--- START QUOTED TEXT ---

By Scott Zucker
Getting sued is somewhat analogous to having a car accident. Sometimes, no matter how hard you try to drive safely, there's always a chance you'll get rear-ended by the other guy. Under today's legal system, even if a business does everything right, it can still be sued. The self-storage business is no exception. Like all other businesses, storage owners face potential disputes with their employees and vendors. As property owners, storage operators additionally risk premises liability claims such as personal injuries. But most commonly, they face claims from their tenants alleging wrongful sales, damage or loss to their stored property.
Unfortunately, having a good lease and following the proper procedures for foreclosure and sale will not prevent you from being sued. Litigation has exploded in this country and self-storage facilities, based upon their public operations, steady flow of cash and large insurance protection, are big targets. It's likely that in the course of operating your facility, you will eventually be sued.
The following is a crash course on what happens in a lawsuit and some things to think about as you travel down the road of litigation. (Watch out, it's a bumpy road.)

--- END QUOTED TEXT ---

## GIVEN PROBLEM A
Retype the lines of the listing, starting with the line that contains "One point goes on each instance of the dark" and going on through the last line of the listing, both ends included.
## GIVEN PROBLEM B
Write a continuation of the article on lawsuits against self-storage businesses, picking up right after its final sentence.
The article on lawsuits against self-storage businesses and the listing that comes next are separate, unrelated material.

--- START EXERCISE INPUTS ---

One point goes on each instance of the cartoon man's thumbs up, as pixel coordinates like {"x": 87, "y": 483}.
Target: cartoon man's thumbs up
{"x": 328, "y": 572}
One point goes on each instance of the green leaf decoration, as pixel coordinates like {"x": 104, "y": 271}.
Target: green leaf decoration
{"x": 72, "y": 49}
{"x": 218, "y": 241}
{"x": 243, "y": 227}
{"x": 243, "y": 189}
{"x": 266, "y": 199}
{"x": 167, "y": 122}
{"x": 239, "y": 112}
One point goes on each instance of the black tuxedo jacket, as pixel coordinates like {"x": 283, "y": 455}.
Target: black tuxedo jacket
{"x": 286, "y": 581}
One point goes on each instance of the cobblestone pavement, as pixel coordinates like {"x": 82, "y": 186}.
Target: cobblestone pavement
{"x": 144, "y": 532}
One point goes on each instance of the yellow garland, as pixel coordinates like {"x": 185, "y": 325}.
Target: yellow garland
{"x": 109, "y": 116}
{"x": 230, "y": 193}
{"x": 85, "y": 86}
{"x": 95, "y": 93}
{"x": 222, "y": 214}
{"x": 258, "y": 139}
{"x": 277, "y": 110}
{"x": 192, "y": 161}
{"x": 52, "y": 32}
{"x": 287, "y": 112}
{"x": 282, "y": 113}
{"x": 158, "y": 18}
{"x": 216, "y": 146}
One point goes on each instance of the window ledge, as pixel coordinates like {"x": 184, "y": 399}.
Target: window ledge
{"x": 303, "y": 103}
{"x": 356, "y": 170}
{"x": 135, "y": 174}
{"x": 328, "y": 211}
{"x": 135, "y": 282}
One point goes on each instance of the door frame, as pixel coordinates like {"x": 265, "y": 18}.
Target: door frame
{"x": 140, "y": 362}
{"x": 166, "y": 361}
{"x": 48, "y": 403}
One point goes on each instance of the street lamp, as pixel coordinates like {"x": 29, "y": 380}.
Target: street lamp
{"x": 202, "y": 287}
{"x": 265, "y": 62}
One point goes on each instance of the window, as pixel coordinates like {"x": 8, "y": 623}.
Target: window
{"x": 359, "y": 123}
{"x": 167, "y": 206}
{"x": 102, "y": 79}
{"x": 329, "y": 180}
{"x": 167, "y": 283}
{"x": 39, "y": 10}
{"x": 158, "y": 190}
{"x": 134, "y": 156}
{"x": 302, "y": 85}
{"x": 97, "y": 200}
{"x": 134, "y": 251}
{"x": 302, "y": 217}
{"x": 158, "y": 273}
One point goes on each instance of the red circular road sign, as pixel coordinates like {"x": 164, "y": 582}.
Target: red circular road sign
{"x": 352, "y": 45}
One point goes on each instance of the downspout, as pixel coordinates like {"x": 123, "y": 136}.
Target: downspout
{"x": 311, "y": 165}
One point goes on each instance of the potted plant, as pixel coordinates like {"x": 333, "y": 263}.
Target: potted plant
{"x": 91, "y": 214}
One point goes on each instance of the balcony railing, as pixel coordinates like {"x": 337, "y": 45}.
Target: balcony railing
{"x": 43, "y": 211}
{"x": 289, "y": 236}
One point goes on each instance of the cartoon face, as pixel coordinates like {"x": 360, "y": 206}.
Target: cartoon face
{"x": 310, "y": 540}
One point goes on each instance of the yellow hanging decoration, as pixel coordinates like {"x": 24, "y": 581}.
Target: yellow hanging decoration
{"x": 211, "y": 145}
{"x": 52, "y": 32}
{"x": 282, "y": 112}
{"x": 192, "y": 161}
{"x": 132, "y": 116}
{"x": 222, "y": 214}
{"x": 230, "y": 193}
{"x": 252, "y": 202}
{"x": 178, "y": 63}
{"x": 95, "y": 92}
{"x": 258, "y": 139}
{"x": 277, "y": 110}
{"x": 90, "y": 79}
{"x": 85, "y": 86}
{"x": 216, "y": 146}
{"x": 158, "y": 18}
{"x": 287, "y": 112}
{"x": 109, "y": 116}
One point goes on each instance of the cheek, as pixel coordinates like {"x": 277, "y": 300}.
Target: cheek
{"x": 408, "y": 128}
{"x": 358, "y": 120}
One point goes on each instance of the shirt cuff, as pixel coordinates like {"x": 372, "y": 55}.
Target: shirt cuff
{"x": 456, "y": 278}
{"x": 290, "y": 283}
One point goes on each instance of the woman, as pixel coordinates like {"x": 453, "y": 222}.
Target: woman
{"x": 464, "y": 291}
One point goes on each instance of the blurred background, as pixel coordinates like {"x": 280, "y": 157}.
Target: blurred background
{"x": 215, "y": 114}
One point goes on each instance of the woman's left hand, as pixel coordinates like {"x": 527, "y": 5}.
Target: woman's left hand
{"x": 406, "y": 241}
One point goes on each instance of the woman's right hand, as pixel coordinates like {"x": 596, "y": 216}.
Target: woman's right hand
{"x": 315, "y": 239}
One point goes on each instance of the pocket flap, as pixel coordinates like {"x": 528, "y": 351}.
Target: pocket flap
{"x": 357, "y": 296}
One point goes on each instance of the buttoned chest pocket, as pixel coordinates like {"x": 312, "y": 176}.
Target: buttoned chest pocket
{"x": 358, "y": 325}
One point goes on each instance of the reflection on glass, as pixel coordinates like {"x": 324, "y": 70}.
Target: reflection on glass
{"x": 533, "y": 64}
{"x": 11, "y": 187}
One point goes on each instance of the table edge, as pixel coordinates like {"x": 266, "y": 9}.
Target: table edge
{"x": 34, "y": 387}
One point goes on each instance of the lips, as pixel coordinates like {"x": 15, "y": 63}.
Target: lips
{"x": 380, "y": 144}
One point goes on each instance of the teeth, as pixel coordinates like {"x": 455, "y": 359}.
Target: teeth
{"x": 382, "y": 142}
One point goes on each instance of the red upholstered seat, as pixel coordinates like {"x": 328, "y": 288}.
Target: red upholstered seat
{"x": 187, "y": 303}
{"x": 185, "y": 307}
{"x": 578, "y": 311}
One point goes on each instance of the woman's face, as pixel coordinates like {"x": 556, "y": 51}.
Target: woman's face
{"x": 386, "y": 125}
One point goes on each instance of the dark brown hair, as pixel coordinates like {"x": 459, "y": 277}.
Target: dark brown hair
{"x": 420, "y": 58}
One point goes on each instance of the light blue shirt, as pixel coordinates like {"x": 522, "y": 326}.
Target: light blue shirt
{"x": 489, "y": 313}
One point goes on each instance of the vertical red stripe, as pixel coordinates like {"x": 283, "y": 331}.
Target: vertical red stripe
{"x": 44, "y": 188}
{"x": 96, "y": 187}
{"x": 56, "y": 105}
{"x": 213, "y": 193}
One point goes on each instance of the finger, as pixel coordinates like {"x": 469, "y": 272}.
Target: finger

--- END EXERCISE INPUTS ---

## REPLY A
One point goes on each instance of the dark brown hair, as pixel coordinates like {"x": 459, "y": 277}.
Target: dark brown hair
{"x": 420, "y": 58}
One point goes on each instance of the light blue shirt, as pixel coordinates like {"x": 522, "y": 326}.
Target: light blue shirt
{"x": 489, "y": 313}
One point goes on each instance of the vertical red stripe, as pixel coordinates like {"x": 283, "y": 331}.
Target: vertical red stripe
{"x": 44, "y": 188}
{"x": 96, "y": 187}
{"x": 56, "y": 105}
{"x": 213, "y": 193}
One point goes on each instance of the finger, as pixel coordinates like {"x": 469, "y": 272}.
Target: finger

## REPLY B
1. Notify Your Insurance Company
Upon service of the lawsuit, one of the first things a storage owner should do is notify the facility's insurance company. The insurance company, if it has any questions whether the claim is covered under its policy, will likely issue what is known as a "reservation of rights." This means that it will assume the obligation of defending you in the lawsuit, but reserves its right to later determine whether the claim is actually covered.
The insurance company will then assign the lawsuit to a lawyer who represents the insurance company in your area. The facility may also request that their own lawyer (if they have one) represent the facility in defending the lawsuit on behalf on the insurance company. If you have insurance, but fail to notify your insurance company, the company may be able to refuse coverage based on lack of notice. It is a prudent policy to always notify your insurer in response to a lawsuit.
2. Gather the File
It is your obligation as the facility owner to maintain all of your records concerning the operation of your business. If the lawsuit relates to a tenant loss or damage claim, you will need to pull together the tenant's file and all the pertinent documents relating to the claim. If the lawsuit involves a personal injury, you should obtain a copy of the incident report, photographs taken (if any), police reports or any other documents relating to the incident. All of this information, as well as names and addresses of individuals who have knowledge of the matter, should be provided to the lawyer handling your case. Remember, your lawyer can only defend you to the extent that he or she is given complete information about the claim.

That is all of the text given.